╔══

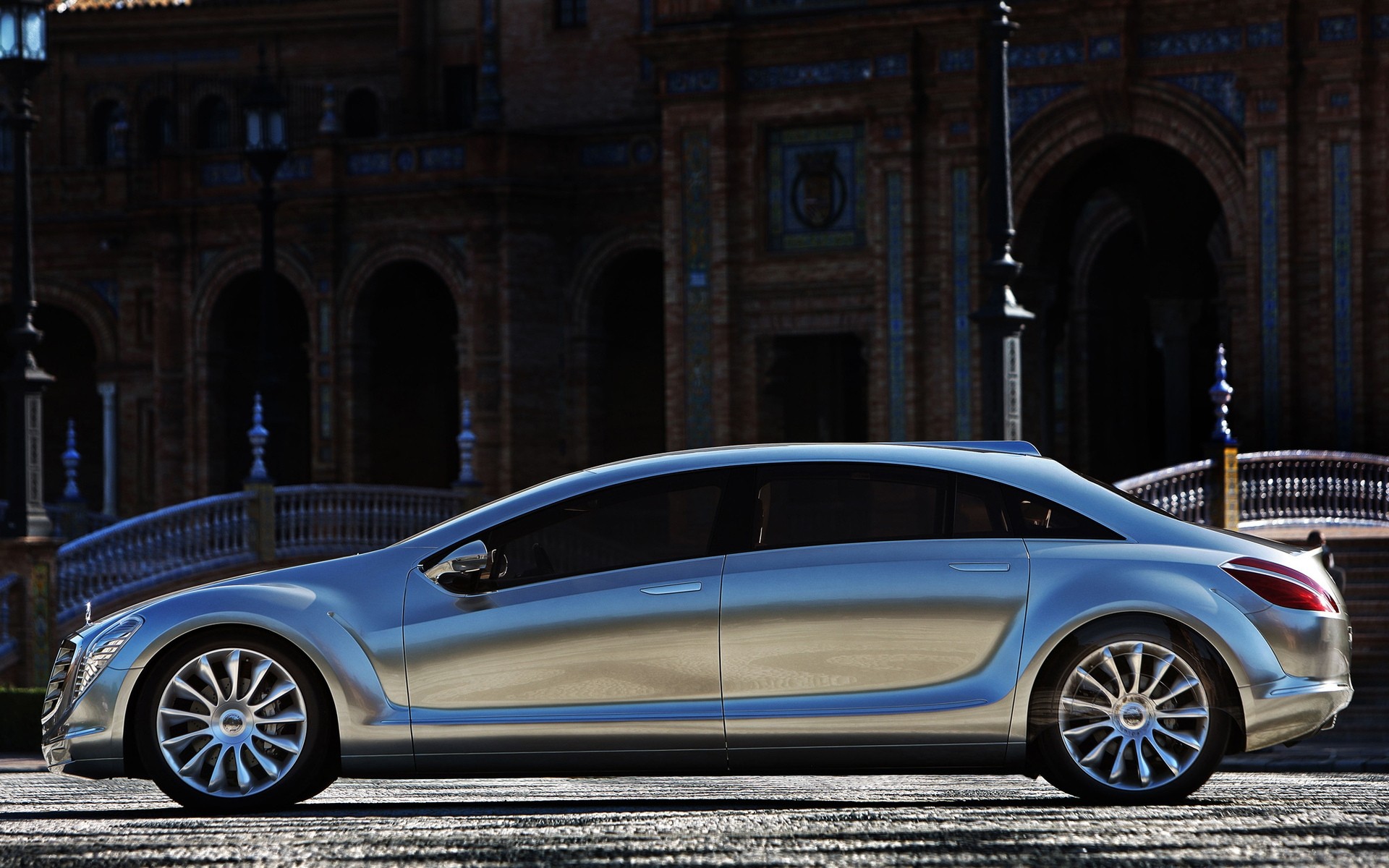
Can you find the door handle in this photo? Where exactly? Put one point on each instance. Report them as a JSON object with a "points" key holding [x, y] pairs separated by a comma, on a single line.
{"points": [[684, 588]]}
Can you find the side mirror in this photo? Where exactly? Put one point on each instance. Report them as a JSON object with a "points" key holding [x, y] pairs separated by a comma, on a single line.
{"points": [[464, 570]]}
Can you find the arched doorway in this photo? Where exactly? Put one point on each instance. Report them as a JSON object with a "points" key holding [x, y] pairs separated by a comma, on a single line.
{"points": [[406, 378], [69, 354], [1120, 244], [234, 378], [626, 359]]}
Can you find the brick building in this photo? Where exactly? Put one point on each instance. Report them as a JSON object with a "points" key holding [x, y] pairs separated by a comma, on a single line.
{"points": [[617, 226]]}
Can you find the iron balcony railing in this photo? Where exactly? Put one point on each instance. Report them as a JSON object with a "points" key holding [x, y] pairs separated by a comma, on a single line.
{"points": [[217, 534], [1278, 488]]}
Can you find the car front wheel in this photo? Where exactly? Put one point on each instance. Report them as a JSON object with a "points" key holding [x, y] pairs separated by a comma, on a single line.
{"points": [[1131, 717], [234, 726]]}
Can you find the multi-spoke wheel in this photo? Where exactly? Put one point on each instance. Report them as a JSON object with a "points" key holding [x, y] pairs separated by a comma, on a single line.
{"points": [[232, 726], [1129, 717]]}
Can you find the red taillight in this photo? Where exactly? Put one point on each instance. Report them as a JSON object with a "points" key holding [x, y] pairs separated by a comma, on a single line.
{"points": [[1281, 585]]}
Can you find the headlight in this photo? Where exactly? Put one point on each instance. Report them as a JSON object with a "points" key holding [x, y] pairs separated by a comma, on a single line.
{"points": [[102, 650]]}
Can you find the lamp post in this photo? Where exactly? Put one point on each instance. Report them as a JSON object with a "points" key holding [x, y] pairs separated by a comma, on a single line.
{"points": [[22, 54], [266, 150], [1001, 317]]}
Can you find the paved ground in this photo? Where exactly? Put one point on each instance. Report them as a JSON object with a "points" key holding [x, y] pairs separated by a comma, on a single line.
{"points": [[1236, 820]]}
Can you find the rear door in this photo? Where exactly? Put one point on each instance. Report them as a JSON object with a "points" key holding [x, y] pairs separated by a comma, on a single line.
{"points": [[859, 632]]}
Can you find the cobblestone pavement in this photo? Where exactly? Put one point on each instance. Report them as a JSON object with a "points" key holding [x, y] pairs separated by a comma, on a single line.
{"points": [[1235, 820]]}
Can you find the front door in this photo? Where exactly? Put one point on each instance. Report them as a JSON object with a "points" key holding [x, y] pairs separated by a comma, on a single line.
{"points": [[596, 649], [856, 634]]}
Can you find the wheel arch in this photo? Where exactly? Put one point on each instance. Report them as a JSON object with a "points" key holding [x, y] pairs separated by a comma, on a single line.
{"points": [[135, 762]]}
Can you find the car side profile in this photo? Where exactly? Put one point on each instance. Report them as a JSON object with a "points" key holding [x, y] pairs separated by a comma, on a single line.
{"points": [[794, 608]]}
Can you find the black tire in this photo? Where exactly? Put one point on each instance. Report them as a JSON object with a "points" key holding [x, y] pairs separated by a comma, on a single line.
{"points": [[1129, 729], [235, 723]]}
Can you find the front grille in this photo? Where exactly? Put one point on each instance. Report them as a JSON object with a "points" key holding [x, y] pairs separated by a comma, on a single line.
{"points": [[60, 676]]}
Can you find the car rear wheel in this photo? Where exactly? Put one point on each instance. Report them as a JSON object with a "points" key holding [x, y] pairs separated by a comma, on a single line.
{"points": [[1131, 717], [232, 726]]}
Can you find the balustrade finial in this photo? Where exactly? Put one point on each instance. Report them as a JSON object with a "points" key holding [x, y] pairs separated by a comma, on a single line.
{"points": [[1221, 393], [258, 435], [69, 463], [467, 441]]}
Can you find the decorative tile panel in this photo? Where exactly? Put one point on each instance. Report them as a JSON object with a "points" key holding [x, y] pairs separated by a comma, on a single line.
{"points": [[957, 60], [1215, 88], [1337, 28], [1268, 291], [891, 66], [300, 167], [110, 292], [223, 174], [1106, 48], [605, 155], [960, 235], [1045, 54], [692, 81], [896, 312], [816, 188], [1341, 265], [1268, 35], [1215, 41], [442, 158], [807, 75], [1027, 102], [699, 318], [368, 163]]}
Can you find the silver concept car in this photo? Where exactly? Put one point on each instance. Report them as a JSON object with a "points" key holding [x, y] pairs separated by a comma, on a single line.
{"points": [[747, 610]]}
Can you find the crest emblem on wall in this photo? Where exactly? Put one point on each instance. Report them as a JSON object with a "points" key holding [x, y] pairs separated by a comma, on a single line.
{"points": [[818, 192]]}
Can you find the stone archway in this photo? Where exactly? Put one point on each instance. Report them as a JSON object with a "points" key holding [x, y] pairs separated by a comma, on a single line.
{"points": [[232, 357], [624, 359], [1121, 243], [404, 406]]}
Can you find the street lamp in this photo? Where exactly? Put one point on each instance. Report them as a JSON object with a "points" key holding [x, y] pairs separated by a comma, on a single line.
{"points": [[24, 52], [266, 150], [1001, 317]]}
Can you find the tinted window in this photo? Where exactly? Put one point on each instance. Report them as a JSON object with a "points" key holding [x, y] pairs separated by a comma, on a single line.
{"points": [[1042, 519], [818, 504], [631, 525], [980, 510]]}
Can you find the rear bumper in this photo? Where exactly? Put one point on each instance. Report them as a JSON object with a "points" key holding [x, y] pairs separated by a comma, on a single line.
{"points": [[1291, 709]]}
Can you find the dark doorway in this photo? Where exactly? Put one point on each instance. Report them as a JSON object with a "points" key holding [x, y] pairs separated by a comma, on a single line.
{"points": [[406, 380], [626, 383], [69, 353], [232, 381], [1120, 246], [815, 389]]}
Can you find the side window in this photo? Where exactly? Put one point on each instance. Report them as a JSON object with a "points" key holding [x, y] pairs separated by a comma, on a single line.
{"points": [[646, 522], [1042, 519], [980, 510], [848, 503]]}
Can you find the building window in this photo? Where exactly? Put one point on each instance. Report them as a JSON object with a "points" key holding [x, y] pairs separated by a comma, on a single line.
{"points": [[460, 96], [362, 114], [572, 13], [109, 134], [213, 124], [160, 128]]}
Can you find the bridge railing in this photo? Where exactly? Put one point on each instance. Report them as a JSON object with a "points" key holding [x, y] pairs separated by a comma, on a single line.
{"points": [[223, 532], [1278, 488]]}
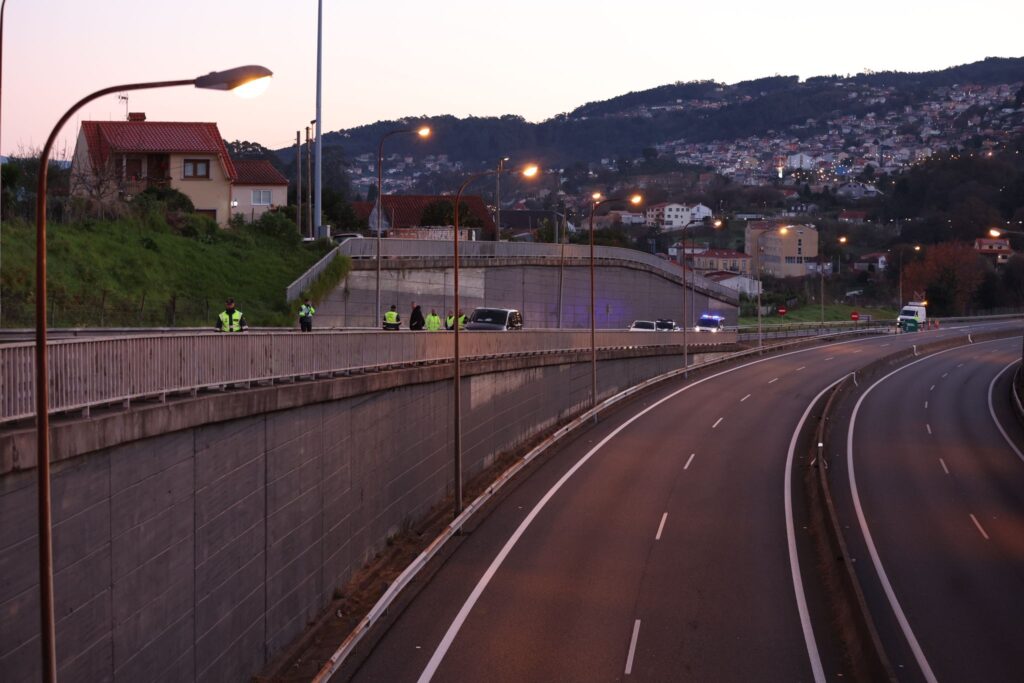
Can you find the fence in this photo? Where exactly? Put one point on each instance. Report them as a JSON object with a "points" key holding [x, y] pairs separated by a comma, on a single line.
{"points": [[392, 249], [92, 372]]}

╚══
╔══

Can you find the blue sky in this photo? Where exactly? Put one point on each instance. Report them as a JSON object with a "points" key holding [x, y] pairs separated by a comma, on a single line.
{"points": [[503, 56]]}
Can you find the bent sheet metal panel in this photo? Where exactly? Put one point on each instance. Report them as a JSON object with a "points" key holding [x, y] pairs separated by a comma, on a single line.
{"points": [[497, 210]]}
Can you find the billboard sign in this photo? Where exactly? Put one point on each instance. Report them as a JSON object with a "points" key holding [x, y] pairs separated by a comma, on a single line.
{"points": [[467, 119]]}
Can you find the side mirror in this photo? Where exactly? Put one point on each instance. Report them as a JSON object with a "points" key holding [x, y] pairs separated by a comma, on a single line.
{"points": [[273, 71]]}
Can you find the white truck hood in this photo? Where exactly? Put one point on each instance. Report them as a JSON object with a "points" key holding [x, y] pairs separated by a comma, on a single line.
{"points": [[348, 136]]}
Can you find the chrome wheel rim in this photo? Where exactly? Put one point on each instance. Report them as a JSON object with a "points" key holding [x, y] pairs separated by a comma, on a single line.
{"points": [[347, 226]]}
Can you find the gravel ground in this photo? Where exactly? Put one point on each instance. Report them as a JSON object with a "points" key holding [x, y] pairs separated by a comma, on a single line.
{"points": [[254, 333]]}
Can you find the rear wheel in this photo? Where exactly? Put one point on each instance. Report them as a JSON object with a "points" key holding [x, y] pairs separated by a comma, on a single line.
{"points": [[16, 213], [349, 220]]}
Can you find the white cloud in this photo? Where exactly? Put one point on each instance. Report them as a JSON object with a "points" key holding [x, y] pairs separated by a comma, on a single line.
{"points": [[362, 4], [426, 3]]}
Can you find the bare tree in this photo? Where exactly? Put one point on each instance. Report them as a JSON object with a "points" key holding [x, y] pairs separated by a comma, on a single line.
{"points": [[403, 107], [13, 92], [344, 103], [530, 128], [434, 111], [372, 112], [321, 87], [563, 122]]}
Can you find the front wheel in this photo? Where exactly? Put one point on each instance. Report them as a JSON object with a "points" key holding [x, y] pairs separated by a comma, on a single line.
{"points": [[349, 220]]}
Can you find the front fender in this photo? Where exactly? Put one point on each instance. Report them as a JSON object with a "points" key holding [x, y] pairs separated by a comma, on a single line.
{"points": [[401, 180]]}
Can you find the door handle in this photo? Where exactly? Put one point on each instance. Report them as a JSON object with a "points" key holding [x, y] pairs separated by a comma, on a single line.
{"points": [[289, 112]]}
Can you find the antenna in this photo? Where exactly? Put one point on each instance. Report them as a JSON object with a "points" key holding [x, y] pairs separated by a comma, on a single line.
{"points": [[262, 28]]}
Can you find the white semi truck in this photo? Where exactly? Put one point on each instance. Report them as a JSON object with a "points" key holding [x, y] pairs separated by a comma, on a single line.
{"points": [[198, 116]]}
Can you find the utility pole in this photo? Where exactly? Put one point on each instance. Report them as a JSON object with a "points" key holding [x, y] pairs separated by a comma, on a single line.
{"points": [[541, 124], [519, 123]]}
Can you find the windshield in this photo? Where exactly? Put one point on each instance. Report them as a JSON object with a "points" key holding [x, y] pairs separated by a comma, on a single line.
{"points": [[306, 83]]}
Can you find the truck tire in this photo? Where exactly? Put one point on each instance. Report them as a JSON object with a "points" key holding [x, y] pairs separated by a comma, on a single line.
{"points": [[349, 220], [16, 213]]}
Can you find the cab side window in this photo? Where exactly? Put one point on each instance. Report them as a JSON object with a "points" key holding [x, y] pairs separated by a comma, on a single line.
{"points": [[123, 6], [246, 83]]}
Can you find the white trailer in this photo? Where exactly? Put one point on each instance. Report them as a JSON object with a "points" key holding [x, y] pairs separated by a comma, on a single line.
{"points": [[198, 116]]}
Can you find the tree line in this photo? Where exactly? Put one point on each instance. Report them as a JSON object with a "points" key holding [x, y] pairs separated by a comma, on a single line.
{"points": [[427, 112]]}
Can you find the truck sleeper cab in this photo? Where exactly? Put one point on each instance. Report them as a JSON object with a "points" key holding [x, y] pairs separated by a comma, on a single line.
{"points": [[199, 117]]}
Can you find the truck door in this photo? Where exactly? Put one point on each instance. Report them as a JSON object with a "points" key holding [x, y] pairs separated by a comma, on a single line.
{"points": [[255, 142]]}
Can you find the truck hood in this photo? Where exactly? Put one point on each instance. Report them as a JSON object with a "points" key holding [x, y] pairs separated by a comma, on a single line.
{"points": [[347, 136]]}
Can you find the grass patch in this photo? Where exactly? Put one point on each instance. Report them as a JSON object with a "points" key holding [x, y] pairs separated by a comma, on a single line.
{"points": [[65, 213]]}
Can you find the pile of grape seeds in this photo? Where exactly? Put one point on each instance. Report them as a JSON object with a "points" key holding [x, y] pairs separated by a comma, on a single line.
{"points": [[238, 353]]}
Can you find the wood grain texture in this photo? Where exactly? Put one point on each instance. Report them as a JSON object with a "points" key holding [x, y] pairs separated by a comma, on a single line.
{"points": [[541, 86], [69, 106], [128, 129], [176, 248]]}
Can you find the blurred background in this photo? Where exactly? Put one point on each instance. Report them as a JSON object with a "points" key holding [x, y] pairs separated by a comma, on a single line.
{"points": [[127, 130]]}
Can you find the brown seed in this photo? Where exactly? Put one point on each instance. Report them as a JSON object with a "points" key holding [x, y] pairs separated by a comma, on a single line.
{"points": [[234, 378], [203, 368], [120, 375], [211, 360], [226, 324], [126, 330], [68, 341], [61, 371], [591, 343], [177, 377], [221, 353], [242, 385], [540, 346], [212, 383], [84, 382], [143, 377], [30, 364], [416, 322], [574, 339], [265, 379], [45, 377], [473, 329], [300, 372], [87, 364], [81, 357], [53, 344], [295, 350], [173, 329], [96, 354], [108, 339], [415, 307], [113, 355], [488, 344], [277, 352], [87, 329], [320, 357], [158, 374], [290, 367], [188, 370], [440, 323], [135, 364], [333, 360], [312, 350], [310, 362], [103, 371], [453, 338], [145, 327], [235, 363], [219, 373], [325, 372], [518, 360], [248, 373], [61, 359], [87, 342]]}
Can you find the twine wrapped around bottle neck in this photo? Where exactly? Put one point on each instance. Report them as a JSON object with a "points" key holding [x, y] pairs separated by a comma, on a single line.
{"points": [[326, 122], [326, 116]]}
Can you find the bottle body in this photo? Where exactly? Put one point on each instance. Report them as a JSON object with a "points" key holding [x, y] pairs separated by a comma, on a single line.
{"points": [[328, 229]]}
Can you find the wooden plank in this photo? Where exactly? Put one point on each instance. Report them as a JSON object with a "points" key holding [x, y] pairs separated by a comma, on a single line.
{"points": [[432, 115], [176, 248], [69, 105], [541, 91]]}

╚══

**Written task**
Select every line in the entries above that contains the word "doorway", and copy each one unchanged.

**Reply to the task**
Can you find the arched doorway in this photo? Where exactly? Put one point on each instance. Report them as a JSON object with a "points" key holding [x, y] pairs separated by a comma, on a single line.
Can you find the dark doorway in this photo? Where exactly? Put one point on each instance. Report them as a JSON object with a "points" key holding [x, y] pairs separated by a comma, on a single line.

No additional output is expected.